BRIEF A
Check each statement against the Space Force text below and answer yes or no for each, quoting the words of the text that decide it. (i) The Future Operating Environment is an intelligence assessment. (ii) A SPACECENT technical sergeant led the effort to account for every Guardian across the CENTCOM AOR. (iii) The Future Operating Environment is being shared publicly for the first time.

*** Opening of EXCERPTED TEXT ***

But behind the headlines you see on the news is a small, brilliant, and combat-credible team of Guardians on that Invisible Front Line.
Guardians like the tactical electronic warfare experts in U.S. Space Forces Central. On Day One of Operation Epic Fury, one of these specialists led the planning and execution of high-tempo Space Electronic Warfare fires for U.S. Central Command. And even when her unit came under attack by indirect fire, she kept her cool, completing emergency maintenance to make sure her weapon system stayed in the fight. That’s what it means to be a Guardian in today’s Space Force.
Or like another of our SPACECENT teammates – a first lieutenant and a crew commander – who had the enormous task of leading a hasty redeployment of her electronic warfare system between theaters to enable evolving combatant command priorities. This was the first time Guardians had ever relocated one of these systems across multiple areas of responsibility on a single deployment, and doing so enabled the CENTCOM commander to achieve a variety of complex military objectives across the battlespace. Flexible, fast, and reliable – that’s what it means to be a Guardian in today’s Space Force.
Or the SPACECENT technical sergeant, who led the theater-wide effort to account for every Guardian across the CENTCOM AOR. Despite enemy fire, power outages, communication blackouts, he kept watch over our most critical asset in theater – our people. That ... is what it means to be a Guardian in today’s Space Force.
You see, I don’t have to prove it to you anymore, because Guardians are proving it to us every day. When you watch the Joint Force successfully executing operations around the globe, you are seeing combat spacepower at work. And it’s the men and women of the United States Space Force, both uniformed and civilian, who bring that combat power to bear every day. And I’m glad they do. Because the domain is getting more contested each and every day.
Our battlefield is filled with hazards like ground-based microwave and laser weapons, all capable of damaging satellites overhead; jammers that can disrupt GPS and communications satellites; and even threats of nuclear-capable anti-satellite weapons on-orbit. And that’s just what we face today.
As we look to the future, it’s clear that we cannot rest on the status quo. Throughout history, militaries that questioned their own assumptions, faced the realities of the changing character of war, and relentlessly sharpened their swords, were victorious. Those that were complacent paid a heavy price.
That’s the purpose of the Future Operating Environment for 2040, which we’re excited to be sharing publicly for the first time today.
The Future Operating Environment is not an intelligence assessment. And it doesn’t describe specific threat systems or define military solutions. Instead, it’s a conceptual view of a future where our space superiority efforts must contend with new technologies, new threats, new missions, and new ways of war.
An expert team of Guardian strategists put together the Future Operating Environment, a document to spur complex thought, provoke debate, and ultimately put us on a trajectory to secure our nation’s interests in space. It will serve as a point of departure, and a catalyst for the growth and change that the future of space warfighting will demand. So, I ask you to read it critically, debate our assumptions, and then offer suggestions to help us build a stronger Space Force for the future. The aim here is to drive questions, not provide answers.
Because this approach is visionary and predicting the future is tough, it will certainly get some things wrong. But on the new battlefield it describes, one reality becomes clear: the Space Force we have today is not the Space Force we need to secure the future domain. That future will shape the force we need, and we begin to describe it in our Objective Force 2040.

*** Close of EXCERPTED TEXT ***
*** Opening of RECORD EXCERPTS ***

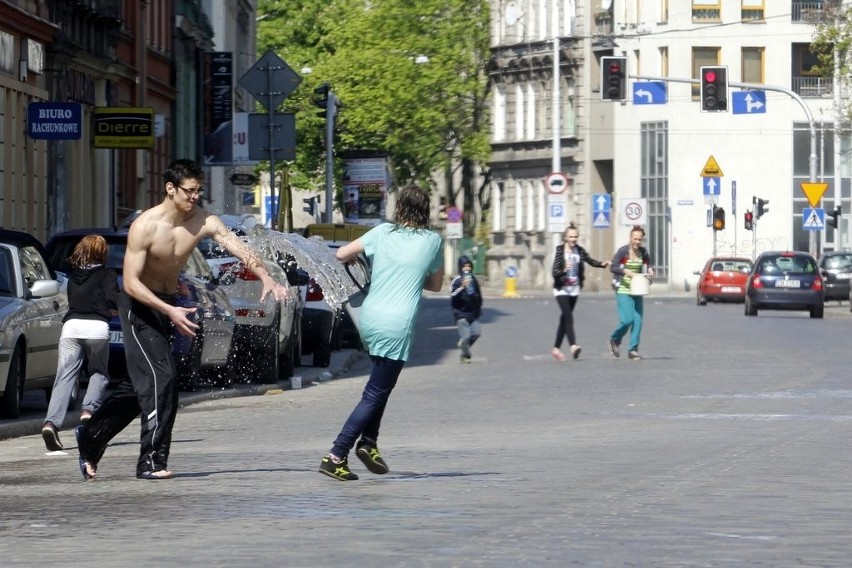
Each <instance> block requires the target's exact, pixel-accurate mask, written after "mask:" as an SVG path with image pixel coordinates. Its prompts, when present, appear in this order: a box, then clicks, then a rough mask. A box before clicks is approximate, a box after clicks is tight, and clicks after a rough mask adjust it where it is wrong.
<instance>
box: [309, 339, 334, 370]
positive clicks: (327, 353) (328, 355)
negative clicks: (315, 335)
mask: <svg viewBox="0 0 852 568" xmlns="http://www.w3.org/2000/svg"><path fill="white" fill-rule="evenodd" d="M331 335H332V330H328V331H327V332H326V333H323V334H322V338H321V339H320V340H319V342H318V343H317V344H316V346H314V361H313V366H314V367H328V366H329V365H330V364H331Z"/></svg>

*** Close of RECORD EXCERPTS ***

BRIEF B
Rewrite the rows above with "negative clicks" changed to "background clicks" and everything else left unchanged. Leave out the pictures.

TASK OUTPUT A
(i) No: "The Future Operating Environment is not an intelligence assessment."
(ii) Yes: "who led the theater-wide effort to account for every Guardian across the CENTCOM AOR"
(iii) Yes: "which we’re excited to be sharing publicly for the first time today"

TASK OUTPUT B
Each <instance> block requires the target's exact, pixel-accurate mask, written after "mask:" as an SVG path with image pixel coordinates. Its prompts, when present, appear in this order: a box, then clicks, then a rough mask. A box before clicks is approximate, a box after clicks is tight, and clicks after a rough mask adjust it where it is wrong.
<instance>
box: [309, 339, 334, 370]
positive clicks: (327, 353) (328, 355)
background clicks: (315, 335)
mask: <svg viewBox="0 0 852 568" xmlns="http://www.w3.org/2000/svg"><path fill="white" fill-rule="evenodd" d="M331 335H332V330H328V331H327V332H326V333H323V334H322V338H321V339H320V340H319V342H318V343H317V344H316V346H314V361H313V366H314V367H328V366H329V365H330V364H331Z"/></svg>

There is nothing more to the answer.